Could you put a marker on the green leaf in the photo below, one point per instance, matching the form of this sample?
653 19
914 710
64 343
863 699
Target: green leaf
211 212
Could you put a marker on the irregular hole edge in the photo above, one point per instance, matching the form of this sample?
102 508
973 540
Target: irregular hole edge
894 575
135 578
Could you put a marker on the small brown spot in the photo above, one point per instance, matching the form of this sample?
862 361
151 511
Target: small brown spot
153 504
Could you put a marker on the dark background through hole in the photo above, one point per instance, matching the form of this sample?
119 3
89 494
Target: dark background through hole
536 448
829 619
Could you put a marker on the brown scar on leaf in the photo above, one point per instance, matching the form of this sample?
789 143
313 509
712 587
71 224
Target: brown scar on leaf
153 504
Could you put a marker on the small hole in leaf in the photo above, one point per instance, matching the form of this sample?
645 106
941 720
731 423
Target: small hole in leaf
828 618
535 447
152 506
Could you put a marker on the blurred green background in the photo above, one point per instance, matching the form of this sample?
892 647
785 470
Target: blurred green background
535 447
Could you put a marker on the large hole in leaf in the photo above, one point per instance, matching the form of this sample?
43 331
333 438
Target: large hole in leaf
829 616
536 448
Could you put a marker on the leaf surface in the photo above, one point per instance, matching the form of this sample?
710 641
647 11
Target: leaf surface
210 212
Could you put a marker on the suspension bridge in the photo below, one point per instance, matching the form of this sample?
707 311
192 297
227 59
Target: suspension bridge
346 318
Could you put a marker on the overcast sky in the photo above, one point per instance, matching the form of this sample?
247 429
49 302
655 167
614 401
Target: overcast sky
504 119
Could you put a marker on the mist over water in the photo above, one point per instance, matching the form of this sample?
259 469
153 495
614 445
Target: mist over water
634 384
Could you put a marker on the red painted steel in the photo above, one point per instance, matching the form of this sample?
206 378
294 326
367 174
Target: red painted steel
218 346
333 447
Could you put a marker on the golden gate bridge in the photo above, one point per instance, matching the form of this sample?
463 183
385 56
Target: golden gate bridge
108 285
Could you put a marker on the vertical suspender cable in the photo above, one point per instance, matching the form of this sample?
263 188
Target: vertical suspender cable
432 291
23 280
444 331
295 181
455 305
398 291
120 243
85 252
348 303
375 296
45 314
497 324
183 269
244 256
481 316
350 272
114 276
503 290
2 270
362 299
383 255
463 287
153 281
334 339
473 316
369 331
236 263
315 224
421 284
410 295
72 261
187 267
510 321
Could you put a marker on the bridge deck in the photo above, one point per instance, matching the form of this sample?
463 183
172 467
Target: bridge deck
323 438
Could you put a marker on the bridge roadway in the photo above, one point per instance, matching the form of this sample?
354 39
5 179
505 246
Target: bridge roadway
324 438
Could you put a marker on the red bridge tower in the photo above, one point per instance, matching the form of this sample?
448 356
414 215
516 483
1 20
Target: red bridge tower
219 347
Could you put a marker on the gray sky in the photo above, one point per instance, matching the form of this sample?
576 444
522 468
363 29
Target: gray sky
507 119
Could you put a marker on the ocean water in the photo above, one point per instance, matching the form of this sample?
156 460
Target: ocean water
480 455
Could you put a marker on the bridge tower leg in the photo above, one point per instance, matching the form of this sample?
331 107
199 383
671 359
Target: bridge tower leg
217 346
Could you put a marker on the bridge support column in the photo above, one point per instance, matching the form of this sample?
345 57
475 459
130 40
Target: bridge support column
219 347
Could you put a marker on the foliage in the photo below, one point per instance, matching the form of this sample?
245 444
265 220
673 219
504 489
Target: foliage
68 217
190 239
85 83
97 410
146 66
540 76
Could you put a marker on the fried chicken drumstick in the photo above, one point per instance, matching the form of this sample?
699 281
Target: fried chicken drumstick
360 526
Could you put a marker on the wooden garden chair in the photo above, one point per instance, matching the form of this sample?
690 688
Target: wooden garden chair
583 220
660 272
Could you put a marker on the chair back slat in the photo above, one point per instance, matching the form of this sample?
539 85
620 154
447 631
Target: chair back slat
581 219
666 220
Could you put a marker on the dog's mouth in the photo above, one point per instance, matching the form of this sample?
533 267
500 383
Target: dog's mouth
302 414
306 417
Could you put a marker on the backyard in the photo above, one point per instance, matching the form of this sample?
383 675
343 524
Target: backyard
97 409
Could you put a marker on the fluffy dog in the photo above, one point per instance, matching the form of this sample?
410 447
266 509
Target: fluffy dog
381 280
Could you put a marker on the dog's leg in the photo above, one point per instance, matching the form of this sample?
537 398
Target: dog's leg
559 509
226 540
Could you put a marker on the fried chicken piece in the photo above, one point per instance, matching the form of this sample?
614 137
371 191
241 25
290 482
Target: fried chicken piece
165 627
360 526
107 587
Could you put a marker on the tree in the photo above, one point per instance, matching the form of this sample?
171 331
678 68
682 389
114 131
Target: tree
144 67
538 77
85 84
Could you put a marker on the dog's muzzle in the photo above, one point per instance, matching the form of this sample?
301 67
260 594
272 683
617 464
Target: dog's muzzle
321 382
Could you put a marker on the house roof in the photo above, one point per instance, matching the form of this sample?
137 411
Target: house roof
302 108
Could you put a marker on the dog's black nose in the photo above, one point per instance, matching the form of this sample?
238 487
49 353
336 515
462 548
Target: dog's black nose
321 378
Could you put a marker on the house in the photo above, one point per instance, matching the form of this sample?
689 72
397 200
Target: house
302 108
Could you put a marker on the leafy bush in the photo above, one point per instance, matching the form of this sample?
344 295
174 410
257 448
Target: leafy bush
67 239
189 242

- **WORK TO COMPLETE**
Could you recast all the records above as a numbered list, leaving out any blank lines?

- **RESULT OF THIS EXERCISE**
1. Could you put a marker on the green leaf in the photo below, one point per instance, matching the form of this sample?
2. 653 19
3. 914 710
4. 64 343
5. 863 699
6. Target: green leaf
7. 211 212
8. Could you put a marker on the irregular hole edge in the photo above, one point per instance, matching the form of this sample?
9. 102 508
10. 973 540
11. Target: irregular hole edge
12. 894 575
13. 135 578
14. Could you put a marker on the small brown spot in the photo above, one point per instance, matching the form of this sample?
15. 862 361
16. 151 511
17. Target: small brown spot
18. 153 504
19. Could you put a marker on the dark background through hole in the photo above, one point per instance, matching the form of this sample?
20. 119 3
21. 89 494
22. Target: dark background through hole
23. 536 448
24. 829 619
25. Could you put a marker on the brown scar on leaf in the photo above, one point per instance, matching the form of this sample?
26. 789 143
27. 313 509
28. 712 587
29. 71 224
30. Target: brown scar on leaf
31. 153 504
32. Could you put a marker on the small hole in leaf in the photo above, one point per instance, matching the form of this sample?
33. 645 106
34. 941 720
35. 731 423
36. Target: small hole in leaf
37. 828 618
38. 535 447
39. 152 506
40. Could you put a marker on the blurred green background in the photo above, one point per instance, matching the form of this sample?
41. 892 647
42. 785 470
43. Target: blurred green background
44. 535 447
45. Could you put a marker on the large hole in leaf in the photo above, one point per instance, matching the form of this sample?
46. 43 331
47. 333 438
48. Target: large hole in leaf
49. 829 616
50. 536 448
51. Could you put a marker on the leaf surface in the photo above, one point per instance, matching the form of this sample?
52. 710 641
53. 647 11
54. Target: leaf surface
55. 210 212
56. Could you put a marker on the suspension bridge in the photo below, one point per instance, matching the form of this sample?
57. 707 311
58. 192 297
59. 227 59
60. Target: suspension bridge
61. 346 318
62. Could you put a marker on the overcast sky in the photo above, one point per instance, matching the form of this sample?
63. 247 429
64. 49 302
65. 655 167
66. 614 401
67. Target: overcast sky
68. 504 119
69. Could you put a marker on the mist over water in the photo above, one point per instance, matching the form of this sample?
70. 259 469
71. 153 495
72. 614 445
73. Target: mist over water
74. 634 384
75. Could you put a marker on the red painted steel in the photo above, one point per instance, matching the form of this sample?
76. 206 378
77. 294 326
78. 367 174
79. Target: red painted steel
80. 218 346
81. 333 447
82. Could you put a marker on the golden gate bridge in the photo above, one point per instance, matching the form of this sample?
83. 463 183
84. 385 56
85. Target: golden gate bridge
86. 108 285
87. Could you put a marker on the vertical suspender cable in the photo above, one point per instance, matching the form of this sample?
88. 263 188
89. Target: vertical suspender cable
90. 432 291
91. 23 280
92. 444 331
93. 295 181
94. 455 305
95. 398 291
96. 120 243
97. 85 252
98. 348 303
99. 375 296
100. 45 314
101. 497 324
102. 183 269
103. 244 256
104. 481 316
105. 350 272
106. 114 276
107. 503 290
108. 2 270
109. 362 299
110. 383 255
111. 463 287
112. 153 281
113. 334 339
114. 473 316
115. 369 331
116. 236 263
117. 315 224
118. 421 284
119. 410 295
120. 72 261
121. 187 267
122. 510 321
123. Could you put a marker on the bridge deck in the photo above, one point per instance, matching the form of this sample?
124. 463 183
125. 172 467
126. Target: bridge deck
127. 323 438
128. Could you put a marker on the bridge roadway in the photo above, one point per instance, matching the form of this sample?
129. 354 39
130. 5 179
131. 505 246
132. Target: bridge roadway
133. 324 438
134. Could you put a marker on the red bridge tower in the photo above, one point per instance, matching the form of this sample?
135. 448 356
136. 414 215
137. 516 483
138. 1 20
139. Target: red bridge tower
140. 219 347
141. Could you put a marker on the gray sky in the photo above, one point per instance, matching the form of this sample?
142. 576 444
143. 522 468
144. 363 29
145. Target: gray sky
146. 507 119
147. Could you put a marker on the ocean water in the photo above, one point per instance, matching the form of this sample?
148. 156 460
149. Target: ocean water
150. 480 455
151. Could you put a marker on the bridge tower leg in the photo above, one point per instance, matching the form of this sample?
152. 331 107
153. 199 383
154. 671 359
155. Target: bridge tower leg
156. 217 346
157. Could you put a marker on the bridge support column in the photo above, one point per instance, matching the form of this sample?
158. 345 57
159. 475 459
160. 130 40
161. Target: bridge support column
162. 219 347
163. Could you put a marker on the foliage in the photo below, one point per instance, matching the form of this sample?
164. 245 444
165. 265 220
166. 673 219
167. 504 489
168. Target: foliage
169. 68 217
170. 190 239
171. 85 83
172. 97 410
173. 146 66
174. 540 76
175. Could you put a marker on the fried chicken drumstick in the photo above, one point per instance, matching the form of this sample?
176. 699 281
177. Target: fried chicken drumstick
178. 360 526
179. Could you put a marker on the wooden garden chair in the photo above, one point per instance, matching the form of this sample?
180. 690 688
181. Target: wooden garden chair
182. 583 220
183. 660 272
184. Could you put a marker on the chair back slat in the photo above, one point per instance, matching the form of this sample?
185. 539 85
186. 620 154
187. 447 631
188. Target: chair back slat
189. 581 219
190. 666 220
191. Could you put a marker on the dog's mouth in the photo above, one point per instance, matching the form of this sample?
192. 533 267
193. 500 383
194. Target: dog's mouth
195. 302 414
196. 306 417
197. Could you put a marker on the backyard in the photo above, one point per instance, matching the form of this sample?
198. 383 675
199. 343 524
200. Target: backyard
201. 97 409
202. Could you put a marker on the fluffy dog in the photo above, one point per instance, matching the form of this sample?
203. 410 447
204. 266 509
205. Target: fluffy dog
206. 381 280
207. Could you put a marker on the dog's leg in the photo above, one point per instance, matching the form of this sample?
208. 537 398
209. Target: dog's leg
210. 559 509
211. 226 540
212. Could you put a marker on the fried chicken piece in the photo above, one point per instance, matching the form of this sample?
213. 614 137
214. 371 191
215. 241 25
216. 290 482
217. Target: fried chicken piece
218. 165 627
219. 360 526
220. 107 587
221. Could you put a marker on the tree in the photo above, one point per instance, matching the form of this sample?
222. 171 331
223. 678 68
224. 682 389
225. 114 131
226. Target: tree
227. 144 67
228. 538 77
229. 85 84
230. Could you put a marker on the dog's muzzle in the photo above, one point per instance, matching the form of this sample?
231. 301 67
232. 260 594
233. 272 683
234. 617 464
235. Target: dog's muzzle
236. 321 382
237. Could you put a marker on the house roof in the photo above, one point per instance, matching the form of this sample?
238. 137 411
239. Target: house roof
240. 302 108
241. Could you put a marker on the dog's black nose in the photo above, one point per instance, matching the form of this sample?
242. 238 487
243. 49 353
244. 336 515
245. 462 548
246. Target: dog's black nose
247. 321 378
248. Could you put a marker on the house in the photo above, one point per instance, matching the form of this sample?
249. 689 72
250. 397 200
251. Target: house
252. 302 108
253. Could you put a marker on the leafy bush in the photo above, one point per instance, matching the form of this sample?
254. 344 295
255. 174 410
256. 257 448
257. Target: leafy bush
258. 67 239
259. 189 242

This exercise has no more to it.